• Exercise material:
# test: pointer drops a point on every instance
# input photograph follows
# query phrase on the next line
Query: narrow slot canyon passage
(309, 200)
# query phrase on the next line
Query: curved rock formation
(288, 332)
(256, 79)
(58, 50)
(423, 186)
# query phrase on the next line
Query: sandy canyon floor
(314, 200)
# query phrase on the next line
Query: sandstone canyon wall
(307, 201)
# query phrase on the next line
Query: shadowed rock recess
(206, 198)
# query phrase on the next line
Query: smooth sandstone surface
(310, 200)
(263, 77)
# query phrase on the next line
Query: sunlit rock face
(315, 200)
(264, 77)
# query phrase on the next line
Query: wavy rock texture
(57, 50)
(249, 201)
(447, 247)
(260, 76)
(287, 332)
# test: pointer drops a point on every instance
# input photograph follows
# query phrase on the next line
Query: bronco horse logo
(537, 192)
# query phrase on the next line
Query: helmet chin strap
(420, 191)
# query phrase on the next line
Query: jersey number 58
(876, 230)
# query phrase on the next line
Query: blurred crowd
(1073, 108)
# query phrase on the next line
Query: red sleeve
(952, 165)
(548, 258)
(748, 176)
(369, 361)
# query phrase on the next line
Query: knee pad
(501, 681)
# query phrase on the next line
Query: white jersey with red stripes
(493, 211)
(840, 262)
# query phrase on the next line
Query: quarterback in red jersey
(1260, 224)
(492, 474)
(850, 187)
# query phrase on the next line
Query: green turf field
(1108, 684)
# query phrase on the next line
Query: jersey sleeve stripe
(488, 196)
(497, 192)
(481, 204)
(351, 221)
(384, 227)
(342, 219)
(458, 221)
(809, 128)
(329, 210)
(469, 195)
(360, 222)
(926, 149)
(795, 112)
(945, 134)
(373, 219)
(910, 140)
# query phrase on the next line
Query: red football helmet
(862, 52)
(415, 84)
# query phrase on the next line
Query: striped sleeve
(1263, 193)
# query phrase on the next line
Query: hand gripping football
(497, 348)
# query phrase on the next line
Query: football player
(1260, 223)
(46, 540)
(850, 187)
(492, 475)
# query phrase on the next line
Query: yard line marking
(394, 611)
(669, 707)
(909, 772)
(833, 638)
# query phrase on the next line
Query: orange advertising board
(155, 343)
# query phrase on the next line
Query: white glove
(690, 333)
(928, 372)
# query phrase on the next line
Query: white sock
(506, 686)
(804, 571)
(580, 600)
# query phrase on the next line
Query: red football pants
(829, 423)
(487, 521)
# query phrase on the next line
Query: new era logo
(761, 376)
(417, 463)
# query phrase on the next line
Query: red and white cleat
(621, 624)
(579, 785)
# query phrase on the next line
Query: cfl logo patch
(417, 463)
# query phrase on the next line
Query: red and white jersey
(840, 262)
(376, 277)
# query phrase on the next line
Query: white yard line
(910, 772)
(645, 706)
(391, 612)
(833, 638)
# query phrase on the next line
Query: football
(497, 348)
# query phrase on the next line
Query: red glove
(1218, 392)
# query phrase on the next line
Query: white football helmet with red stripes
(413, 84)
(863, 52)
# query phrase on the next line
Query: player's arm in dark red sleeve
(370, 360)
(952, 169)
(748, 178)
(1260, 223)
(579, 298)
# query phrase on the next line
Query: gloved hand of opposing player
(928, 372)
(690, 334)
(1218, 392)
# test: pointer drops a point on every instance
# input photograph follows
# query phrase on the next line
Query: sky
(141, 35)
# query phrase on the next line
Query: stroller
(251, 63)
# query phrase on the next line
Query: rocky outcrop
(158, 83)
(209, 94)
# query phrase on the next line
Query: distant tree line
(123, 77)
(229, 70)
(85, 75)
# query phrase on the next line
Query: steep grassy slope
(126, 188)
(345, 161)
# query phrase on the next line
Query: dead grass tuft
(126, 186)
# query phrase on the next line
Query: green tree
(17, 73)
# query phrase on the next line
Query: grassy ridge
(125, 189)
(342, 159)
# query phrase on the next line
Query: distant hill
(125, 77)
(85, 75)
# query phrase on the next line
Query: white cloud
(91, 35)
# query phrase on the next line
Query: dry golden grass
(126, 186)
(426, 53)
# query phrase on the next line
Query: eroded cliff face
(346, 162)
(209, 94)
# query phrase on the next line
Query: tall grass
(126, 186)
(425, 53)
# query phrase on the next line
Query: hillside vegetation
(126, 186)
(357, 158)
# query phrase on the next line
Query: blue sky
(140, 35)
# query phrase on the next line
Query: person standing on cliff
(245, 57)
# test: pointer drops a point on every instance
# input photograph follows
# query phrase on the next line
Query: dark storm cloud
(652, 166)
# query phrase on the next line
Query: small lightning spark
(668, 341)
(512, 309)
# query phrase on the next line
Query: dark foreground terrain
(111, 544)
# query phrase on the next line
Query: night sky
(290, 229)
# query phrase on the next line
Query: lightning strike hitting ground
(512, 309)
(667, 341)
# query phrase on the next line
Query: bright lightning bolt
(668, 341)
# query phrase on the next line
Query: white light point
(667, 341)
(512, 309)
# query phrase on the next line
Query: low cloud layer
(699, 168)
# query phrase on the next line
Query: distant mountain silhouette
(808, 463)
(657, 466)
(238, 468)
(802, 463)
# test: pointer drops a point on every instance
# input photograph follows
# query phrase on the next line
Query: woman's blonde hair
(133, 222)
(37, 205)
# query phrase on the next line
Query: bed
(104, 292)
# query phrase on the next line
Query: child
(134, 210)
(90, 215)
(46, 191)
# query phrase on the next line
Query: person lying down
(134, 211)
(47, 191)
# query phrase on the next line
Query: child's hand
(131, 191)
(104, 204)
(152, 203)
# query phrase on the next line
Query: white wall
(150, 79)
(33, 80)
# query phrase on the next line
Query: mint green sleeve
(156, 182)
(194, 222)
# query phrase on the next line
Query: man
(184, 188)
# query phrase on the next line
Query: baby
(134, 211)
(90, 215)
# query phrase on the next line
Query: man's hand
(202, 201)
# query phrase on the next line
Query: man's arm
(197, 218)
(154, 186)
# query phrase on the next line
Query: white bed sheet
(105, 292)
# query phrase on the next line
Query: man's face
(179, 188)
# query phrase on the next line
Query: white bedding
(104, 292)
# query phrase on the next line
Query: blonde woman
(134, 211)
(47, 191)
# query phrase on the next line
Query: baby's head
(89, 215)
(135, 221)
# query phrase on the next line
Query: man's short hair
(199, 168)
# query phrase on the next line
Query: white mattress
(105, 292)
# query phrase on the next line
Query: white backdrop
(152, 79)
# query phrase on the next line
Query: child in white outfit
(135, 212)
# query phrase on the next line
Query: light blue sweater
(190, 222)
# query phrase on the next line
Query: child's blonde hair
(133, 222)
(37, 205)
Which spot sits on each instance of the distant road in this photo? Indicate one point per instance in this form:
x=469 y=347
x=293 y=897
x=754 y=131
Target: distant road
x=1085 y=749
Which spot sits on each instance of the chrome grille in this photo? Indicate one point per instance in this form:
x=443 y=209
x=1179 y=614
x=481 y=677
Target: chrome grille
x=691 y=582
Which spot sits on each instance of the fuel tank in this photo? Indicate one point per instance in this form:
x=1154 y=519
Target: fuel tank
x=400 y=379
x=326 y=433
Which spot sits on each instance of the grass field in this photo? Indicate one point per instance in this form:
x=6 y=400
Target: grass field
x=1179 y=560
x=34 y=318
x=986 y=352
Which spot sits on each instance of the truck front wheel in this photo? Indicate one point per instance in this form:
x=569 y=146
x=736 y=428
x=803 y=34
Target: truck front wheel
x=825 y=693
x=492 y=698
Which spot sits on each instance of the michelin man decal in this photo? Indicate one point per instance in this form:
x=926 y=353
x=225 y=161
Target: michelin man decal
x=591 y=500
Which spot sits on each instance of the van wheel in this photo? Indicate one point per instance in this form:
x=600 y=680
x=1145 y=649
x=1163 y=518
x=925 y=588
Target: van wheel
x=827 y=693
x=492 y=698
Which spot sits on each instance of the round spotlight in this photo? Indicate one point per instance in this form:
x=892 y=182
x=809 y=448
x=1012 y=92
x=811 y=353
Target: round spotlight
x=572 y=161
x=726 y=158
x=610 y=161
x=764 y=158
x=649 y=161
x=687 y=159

• Short exercise:
Quote exactly what appears from the line containing "Which spot sits on each instance of the distant" through the final line of the listing above, including both of those lines.

• Problem solution:
Which spot sits on each instance of the distant road in this photo? Indicate one point per instance in this form:
x=469 y=347
x=293 y=897
x=754 y=131
Target: distant road
x=1085 y=749
Which spot sits on each instance of the chrome grille in this photo? Indicate one point per instance in this form:
x=443 y=209
x=1179 y=614
x=481 y=677
Target: chrome grille
x=691 y=582
Which spot sits on each instance of the fuel tank in this photo? Indicate one point per instance in this form:
x=1154 y=519
Target: fuel tank
x=400 y=379
x=326 y=433
Which spot sits on each instance of the grass field in this photo? Indicate one point per instance in this form:
x=6 y=400
Target: grass field
x=1179 y=560
x=34 y=318
x=986 y=352
Which spot sits on each instance of the truck front wheel in this photo? Indicate one point per instance in this form:
x=569 y=146
x=736 y=428
x=803 y=34
Target: truck front wheel
x=825 y=693
x=492 y=698
Which spot sits on each instance of the michelin man decal in this photo? Indicate one point per instance in this form:
x=926 y=353
x=225 y=161
Target: michelin man decal
x=591 y=500
Which spot sits on each instance of the van wheel in this photo? Indicate one point per instance in this form:
x=600 y=680
x=1145 y=649
x=1163 y=518
x=925 y=588
Target: van wheel
x=827 y=693
x=492 y=698
Which spot sits on each instance of the round spotlight in this photo? Indicate one point per instance in this form:
x=892 y=182
x=809 y=448
x=1012 y=92
x=811 y=353
Target: round spotlight
x=572 y=161
x=726 y=158
x=610 y=161
x=764 y=158
x=649 y=161
x=687 y=159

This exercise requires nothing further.